◆ **GIVEN TEXT**:

━━━━━━━━━━

Even after more than 20 years in the ocean, everyday plastics can show very few signs of breaking up or degrading, according to a new study examining the effects of deep-sea submersion on this problematic material.
Researchers looked at two plastic samples recovered from 4,150 metres (13,615 feet) below the surface of the eastern Pacific Ocean, finding that the majority of the plastic was still fully intact, and had also influenced microbial communities growing on the plastic surface.
While it isn’t difficult to find plastic in the oceans, it can be difficult to accurately date it, so the findings serve as an important warning about just how long plastic can stick around once it’s been dumped into the sea.
“The present study results represent, to our knowledge, the first data set reliably integrating the fate and ecological function of plastic over a time interval of more than two decades under natural marine deep-sea environmental conditions,” write the researchers in their published paper.
A food container and a Coca-Cola can wrapped in a plastic bag were the discarded items recovered by the researchers, found among many others observed on the sea floor.
Thanks to a code and brand name on the container, and the fact the can was part of a limited edition run, the team was able to date the items to between 1988 and 1996.
While the aluminium of the Coca-Cola can would have ordinarily wasted away, the plastic bag did a very good job of preserving it – so much so that the can’s label was still clearly visible. After recovering these two items, the scientists were able to run a chemical and bacterial analysis of the objects.
“It turned out that neither the bag nor the curd box showed signs of fragmentation or even degradation,” says biogeochemist Stefan Krause from the GEOMAR research institute in Germany.
Even though the container and the bag were different shapes and were made from different types of plastics, their impact on the surrounding bacteria was the same, the scientists found – the microbial diversity was much lower on the plastic than in the surrounding seafloor sediments.

━━━━━━━━━━

◆ **WHAT YOU NEED TO DO**:
1: Rewrite the passage of the article on deep-sea plastic that begins at the words "Thanks to a" and stops after "of the objects.", swapping "aluminium" for "metal".
2: Answer these questions from the article on deep-sea plastic:
(a) At what depth were the two plastic samples recovered?
(b) Between which years did the team date the items?
(c) Which research institute is Stefan Krause from?
3: Please continue the article on deep-sea plastic from its final sentence.

━━━━━━━━━━

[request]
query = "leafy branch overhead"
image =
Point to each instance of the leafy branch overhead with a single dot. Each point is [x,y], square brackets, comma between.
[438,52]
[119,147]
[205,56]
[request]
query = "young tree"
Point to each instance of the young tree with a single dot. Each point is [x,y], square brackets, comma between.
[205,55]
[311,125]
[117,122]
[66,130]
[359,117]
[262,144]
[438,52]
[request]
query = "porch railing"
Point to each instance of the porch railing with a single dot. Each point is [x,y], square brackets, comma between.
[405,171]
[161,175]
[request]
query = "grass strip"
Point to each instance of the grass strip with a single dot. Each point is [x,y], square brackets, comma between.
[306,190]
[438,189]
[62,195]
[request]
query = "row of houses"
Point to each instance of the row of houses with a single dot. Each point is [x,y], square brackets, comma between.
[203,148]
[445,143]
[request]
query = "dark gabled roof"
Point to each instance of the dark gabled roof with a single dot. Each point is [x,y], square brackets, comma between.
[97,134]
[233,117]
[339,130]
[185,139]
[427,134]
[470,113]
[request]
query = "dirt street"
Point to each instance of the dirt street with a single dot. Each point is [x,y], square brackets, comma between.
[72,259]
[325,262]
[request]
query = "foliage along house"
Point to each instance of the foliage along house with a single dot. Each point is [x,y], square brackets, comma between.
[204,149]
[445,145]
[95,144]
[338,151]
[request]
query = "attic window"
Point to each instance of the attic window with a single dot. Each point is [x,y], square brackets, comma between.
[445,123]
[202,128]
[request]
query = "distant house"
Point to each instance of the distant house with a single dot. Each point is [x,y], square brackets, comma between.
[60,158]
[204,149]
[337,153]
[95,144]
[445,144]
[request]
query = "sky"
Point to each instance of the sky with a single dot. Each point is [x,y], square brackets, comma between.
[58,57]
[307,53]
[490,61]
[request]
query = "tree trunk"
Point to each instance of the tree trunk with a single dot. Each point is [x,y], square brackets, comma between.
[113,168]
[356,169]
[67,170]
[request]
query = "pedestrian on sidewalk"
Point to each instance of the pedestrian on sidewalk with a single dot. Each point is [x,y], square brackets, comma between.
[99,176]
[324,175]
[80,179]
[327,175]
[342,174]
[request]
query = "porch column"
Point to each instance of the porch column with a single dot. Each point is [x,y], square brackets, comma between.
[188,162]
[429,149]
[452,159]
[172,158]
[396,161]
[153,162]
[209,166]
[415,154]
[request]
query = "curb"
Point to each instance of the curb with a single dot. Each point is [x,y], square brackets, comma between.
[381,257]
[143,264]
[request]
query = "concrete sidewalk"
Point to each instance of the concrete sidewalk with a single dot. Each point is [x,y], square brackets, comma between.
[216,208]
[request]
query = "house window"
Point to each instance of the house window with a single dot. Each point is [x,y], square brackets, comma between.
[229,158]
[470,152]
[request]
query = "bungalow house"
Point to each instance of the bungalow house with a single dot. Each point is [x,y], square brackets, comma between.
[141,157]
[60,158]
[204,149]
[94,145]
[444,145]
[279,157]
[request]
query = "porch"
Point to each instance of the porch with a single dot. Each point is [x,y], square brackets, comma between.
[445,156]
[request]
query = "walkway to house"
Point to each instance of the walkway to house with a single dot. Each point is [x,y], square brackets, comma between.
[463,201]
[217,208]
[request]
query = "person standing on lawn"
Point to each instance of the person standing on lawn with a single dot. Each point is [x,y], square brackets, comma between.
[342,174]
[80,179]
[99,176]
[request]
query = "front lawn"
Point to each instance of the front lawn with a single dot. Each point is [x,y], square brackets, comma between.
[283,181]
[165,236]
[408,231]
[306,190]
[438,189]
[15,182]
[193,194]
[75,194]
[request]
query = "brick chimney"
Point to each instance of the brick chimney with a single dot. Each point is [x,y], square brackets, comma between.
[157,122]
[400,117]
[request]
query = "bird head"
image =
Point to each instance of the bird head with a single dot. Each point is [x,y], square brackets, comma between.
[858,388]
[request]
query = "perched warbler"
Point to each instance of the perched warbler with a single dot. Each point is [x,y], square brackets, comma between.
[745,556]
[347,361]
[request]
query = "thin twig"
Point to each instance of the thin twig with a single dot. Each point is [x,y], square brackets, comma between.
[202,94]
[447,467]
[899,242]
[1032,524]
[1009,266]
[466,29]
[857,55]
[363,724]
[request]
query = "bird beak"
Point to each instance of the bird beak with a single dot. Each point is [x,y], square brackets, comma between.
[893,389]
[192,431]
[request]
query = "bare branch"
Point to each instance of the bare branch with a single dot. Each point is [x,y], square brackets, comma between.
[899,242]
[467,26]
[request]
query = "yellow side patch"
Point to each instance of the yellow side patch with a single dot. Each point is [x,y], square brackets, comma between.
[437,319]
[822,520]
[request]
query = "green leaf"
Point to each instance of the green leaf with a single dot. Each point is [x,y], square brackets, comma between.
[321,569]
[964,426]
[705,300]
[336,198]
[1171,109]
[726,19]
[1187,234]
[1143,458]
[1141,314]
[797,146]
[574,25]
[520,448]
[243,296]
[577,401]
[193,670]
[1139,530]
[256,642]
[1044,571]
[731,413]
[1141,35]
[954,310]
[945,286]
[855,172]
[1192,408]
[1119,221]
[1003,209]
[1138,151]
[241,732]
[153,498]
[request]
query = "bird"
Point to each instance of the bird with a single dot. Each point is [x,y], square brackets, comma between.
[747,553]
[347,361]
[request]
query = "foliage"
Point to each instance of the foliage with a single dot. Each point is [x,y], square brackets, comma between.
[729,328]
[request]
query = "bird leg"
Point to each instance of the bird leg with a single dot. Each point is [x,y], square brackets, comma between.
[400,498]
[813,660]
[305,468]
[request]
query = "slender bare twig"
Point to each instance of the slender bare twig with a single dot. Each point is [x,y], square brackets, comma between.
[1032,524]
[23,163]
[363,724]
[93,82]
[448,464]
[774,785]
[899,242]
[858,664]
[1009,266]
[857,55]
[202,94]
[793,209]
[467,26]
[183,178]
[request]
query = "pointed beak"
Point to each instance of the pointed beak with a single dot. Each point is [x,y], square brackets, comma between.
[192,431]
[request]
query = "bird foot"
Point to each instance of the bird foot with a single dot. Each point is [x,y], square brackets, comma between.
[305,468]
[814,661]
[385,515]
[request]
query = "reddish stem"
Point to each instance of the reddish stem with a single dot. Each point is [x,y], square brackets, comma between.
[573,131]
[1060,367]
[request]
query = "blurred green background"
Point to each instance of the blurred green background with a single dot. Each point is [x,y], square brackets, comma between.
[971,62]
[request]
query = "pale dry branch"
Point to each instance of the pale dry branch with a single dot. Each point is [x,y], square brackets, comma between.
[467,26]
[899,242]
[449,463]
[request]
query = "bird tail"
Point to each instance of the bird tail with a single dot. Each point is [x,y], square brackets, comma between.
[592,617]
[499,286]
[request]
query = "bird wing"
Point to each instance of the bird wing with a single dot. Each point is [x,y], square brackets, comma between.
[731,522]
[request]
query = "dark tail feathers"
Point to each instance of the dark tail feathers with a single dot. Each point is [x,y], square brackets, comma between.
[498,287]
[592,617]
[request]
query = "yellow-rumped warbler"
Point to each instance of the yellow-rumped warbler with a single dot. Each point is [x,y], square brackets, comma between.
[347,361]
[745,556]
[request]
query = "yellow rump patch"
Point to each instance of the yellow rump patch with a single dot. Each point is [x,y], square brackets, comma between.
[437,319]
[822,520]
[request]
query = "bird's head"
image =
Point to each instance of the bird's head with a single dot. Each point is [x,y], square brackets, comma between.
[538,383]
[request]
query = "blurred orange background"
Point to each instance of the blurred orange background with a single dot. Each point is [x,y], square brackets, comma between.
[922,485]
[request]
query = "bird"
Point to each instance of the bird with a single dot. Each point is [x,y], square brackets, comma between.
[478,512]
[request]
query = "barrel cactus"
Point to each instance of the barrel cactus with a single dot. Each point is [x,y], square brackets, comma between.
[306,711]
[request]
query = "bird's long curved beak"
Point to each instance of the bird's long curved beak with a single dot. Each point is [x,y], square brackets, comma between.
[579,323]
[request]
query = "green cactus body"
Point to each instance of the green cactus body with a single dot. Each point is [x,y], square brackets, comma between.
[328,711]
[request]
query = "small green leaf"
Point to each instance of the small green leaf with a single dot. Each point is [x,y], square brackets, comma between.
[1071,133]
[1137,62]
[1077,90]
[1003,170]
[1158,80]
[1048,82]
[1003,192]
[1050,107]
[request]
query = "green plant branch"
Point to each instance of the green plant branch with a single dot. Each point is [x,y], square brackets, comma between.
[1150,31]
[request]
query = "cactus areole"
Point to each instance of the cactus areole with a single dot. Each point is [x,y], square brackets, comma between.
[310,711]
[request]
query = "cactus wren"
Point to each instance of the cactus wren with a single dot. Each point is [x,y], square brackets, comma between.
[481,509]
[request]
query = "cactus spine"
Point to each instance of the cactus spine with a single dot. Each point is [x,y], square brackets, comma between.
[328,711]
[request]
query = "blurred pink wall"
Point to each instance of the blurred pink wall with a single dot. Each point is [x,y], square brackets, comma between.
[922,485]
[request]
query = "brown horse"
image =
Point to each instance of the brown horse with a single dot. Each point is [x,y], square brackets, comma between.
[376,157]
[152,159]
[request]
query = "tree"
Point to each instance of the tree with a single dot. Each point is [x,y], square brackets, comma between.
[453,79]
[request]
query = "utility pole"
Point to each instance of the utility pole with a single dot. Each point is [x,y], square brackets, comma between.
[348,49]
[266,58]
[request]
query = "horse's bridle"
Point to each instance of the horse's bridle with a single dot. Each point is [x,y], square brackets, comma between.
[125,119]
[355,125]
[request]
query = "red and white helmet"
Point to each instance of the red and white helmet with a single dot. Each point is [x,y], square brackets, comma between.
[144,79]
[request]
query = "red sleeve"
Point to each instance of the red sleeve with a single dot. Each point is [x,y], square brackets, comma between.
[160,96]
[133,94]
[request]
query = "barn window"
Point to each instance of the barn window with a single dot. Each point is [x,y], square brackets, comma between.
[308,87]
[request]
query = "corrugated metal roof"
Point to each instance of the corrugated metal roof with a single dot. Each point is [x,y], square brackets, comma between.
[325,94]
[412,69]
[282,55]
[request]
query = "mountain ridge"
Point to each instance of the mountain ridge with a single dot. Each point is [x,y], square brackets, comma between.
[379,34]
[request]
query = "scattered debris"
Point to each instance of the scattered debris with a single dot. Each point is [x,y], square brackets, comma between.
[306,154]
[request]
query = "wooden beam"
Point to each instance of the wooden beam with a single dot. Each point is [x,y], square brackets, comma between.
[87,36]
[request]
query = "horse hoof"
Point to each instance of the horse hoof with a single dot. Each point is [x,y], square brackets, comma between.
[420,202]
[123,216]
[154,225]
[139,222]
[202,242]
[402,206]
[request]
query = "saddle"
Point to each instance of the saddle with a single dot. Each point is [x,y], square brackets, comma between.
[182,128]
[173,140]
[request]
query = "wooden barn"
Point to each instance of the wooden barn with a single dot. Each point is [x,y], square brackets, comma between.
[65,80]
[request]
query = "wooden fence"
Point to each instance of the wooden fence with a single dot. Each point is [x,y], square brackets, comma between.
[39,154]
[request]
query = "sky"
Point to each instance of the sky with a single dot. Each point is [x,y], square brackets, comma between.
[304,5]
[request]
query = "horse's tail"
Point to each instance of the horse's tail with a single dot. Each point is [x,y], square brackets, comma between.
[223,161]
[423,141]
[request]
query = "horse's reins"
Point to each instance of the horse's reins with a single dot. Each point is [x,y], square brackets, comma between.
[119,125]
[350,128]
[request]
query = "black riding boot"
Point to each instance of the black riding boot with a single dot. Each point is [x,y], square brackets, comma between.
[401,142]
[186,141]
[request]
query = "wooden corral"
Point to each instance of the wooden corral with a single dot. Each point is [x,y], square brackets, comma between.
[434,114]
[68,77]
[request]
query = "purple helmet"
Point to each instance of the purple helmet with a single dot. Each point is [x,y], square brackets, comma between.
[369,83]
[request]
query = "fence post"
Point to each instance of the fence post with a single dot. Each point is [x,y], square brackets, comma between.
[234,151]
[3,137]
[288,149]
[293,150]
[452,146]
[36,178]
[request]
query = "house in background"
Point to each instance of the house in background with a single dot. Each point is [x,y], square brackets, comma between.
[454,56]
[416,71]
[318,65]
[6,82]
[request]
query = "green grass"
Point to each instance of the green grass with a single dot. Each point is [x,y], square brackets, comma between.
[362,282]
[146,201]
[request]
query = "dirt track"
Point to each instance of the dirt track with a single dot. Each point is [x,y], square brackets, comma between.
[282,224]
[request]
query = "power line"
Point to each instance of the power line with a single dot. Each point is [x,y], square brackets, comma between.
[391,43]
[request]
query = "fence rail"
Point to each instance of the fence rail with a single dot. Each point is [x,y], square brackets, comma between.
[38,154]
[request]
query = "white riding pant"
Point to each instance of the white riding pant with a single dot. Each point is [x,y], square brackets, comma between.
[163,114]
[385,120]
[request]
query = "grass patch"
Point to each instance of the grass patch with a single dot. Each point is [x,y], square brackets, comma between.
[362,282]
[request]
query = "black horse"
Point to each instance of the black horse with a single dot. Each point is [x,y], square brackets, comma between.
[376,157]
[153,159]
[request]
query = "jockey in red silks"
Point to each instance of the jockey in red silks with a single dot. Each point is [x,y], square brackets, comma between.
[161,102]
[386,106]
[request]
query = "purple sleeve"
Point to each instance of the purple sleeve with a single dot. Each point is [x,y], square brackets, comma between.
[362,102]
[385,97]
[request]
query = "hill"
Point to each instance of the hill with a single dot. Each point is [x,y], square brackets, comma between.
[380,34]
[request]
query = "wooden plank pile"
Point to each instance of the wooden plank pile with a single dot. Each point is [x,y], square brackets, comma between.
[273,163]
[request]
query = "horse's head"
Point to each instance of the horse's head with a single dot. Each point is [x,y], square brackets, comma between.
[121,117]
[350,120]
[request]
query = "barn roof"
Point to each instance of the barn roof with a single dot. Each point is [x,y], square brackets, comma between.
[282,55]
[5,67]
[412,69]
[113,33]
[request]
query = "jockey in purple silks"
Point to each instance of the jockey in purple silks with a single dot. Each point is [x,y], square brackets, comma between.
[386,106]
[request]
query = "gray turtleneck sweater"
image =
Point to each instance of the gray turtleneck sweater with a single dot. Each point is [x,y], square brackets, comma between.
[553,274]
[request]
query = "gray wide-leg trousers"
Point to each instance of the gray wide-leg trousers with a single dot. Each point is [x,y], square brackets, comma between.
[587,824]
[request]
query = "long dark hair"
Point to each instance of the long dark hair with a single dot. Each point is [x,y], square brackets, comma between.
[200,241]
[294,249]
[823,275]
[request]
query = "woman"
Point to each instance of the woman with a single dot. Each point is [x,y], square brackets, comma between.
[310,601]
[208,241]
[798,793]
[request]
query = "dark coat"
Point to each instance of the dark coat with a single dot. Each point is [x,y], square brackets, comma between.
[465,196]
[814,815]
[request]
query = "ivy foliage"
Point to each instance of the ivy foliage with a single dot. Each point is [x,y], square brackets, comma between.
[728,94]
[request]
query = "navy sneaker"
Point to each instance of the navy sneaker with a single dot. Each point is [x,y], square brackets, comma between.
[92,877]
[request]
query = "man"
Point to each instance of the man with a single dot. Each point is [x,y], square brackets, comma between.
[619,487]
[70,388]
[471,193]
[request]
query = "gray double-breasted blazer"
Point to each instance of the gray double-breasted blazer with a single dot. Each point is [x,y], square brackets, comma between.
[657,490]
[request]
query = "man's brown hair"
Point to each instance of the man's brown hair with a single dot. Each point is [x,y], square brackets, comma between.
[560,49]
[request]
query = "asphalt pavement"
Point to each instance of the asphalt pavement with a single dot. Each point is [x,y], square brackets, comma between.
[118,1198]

━━━━━━━━━━

◆ **RESULTS FOR THE EXERCISE**:
1:
Thanks to a code and brand name on the container, and the fact the can was part of a limited edition run, the team was able to date the items to between 1988 and 1996.
While the metal of the Coca-Cola can would have ordinarily wasted away, the plastic bag did a very good job of preserving it – so much so that the can’s label was still clearly visible. After recovering these two items, the scientists were able to run a chemical and bacterial analysis of the objects.

2:
(a) 4,150 metres (13,615 feet) below the surface of the eastern Pacific Ocean.
(b) Between 1988 and 1996.
(c) The GEOMAR research institute in Germany.

3:
We already know that hazardous chemicals leach out from plastic submerged in water, and that may be what’s happening here. The researchers do point out, however, that two plastic objects constitute a very small sample size, so further studies are going to be required here.
The team of scientists was actually in the area to investigate how mining manganese nodules from the seafloor might affect the ocean environment, so the accidental discovery of the plastic – and the fact that it could be so accurately dated – means we’re lucky to have these findings at all, even if the results themselves are discouraging.
While work continues on dealing with our plastic problem – more than 60 percent of floating debris in the ocean is thought to be plastic – next up for the research team is a project looking in more detail at where the plastic dumped in the ocean actually ends up.
“This study builds also an important basis for our new project HOTMIC [Horizontal and Vertical Oceanic Distribution, Transport, and Impact of Microplastics], where we aim to trace the plastic waste entering the ocean from the continents to the large oceanic eddies and further to their final sink, the abyssal seafloor,” says GEOMAR marine scientist Matthias Haeckel.